Task requirements:
(a) Reproduce the stretch of the Supreme Court fine article from "A bench led" through "100 on Kansal." word for word.
(b) Pick up the article on the Rs 100 fine drive right after its last sentence and carry it on.

Lawyers in the Supreme Court have started a unique drive to raise Rs 100 for a fellow advocate who was asked to pay the amount as fine for alleging bias in listing of cases by the court’s registry officials.
A bench led by Justice Arun Mishra had on 6 July dismissed advocate Reepak Kansal’s petition alleging that the top court’s registry gave preferential treatment to influential law firms and litigants while listing matters.
The court had then said there was no “justification” in alleging “discrimination” against the department working with less staffers during a pandemic and imposed a fine of Rs 100 on Kansal.
Kansal’s colleagues are now contributing 50 paise each, and once the amount is collected, the coins will be deposited with the court’s registry.
In his petition, Kansal had stressed before the court that guidelines were needed to stop the registry from “discriminating against ordinary lawyers”.
During the hearing, Kansal also voiced his objection against the registry’s swiftness in listing the petition filed by Editor-in-Chief of Republic TV Arnab Goswami as an urgent case. His plea was filed before Goswami’s but it took days to be listed before the court, Kansal had argued.

Supplied material:
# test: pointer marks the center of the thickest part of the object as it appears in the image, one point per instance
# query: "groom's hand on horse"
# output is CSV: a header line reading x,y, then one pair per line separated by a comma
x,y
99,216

Answers to each task:
(a)
A bench led by Justice Arun Mishra had on 6 July dismissed advocate Reepak Kansal’s petition alleging that the top court’s registry gave preferential treatment to influential law firms and litigants while listing matters.
The court had then said there was no “justification” in alleging “discrimination” against the department working with less staffers during a pandemic and imposed a fine of Rs 100 on Kansal.

(b)
“The collection drive was started a day after the judgment. Lawyers became a part of it because they felt the issue raised in my petition needed the bench’s intervention,” Kansal told ThePrint.
Dushyant Dave, president of the Supreme Court Bar Association, said the order in Kansal’s case was “deeply disappointing”.
“Misuse of discretionary powers to list cases in the Supreme Court is writ large. Matters that deserve to be listed but are not high profile never get listed on time. This has seriously affected the practice of young advocates who get to file one or two cases a month. If they do not get listed, their livelihood is seriously undermined, more so during the pandemic,” he told ThePrint.
‘Collection a symbolic protest’
For the collective drive, a WhatsApp group was created on 7 July with about 150 lawyers. Initially, the amount was fixed as Re 1 for each member. Later, it was brought down to 50 paise after more lawyers joined the group.
So far, Kansal said he has received money from 100 lawyers. “Fifty paise is not in common use nowadays. Therefore, it is difficult for lawyers to find it.”
ThePrint spoke with some of the lawyers who have contributed to the fine amount. All of them said they were of the view that the bench should have looked into Kansal’s grievance.
A lawyer, who did not want to be named, told ThePrint that the collection is a symbolic protest against the registry and the court. “We started this movement as a response to show that we all stand by the cause espoused by Kansal.”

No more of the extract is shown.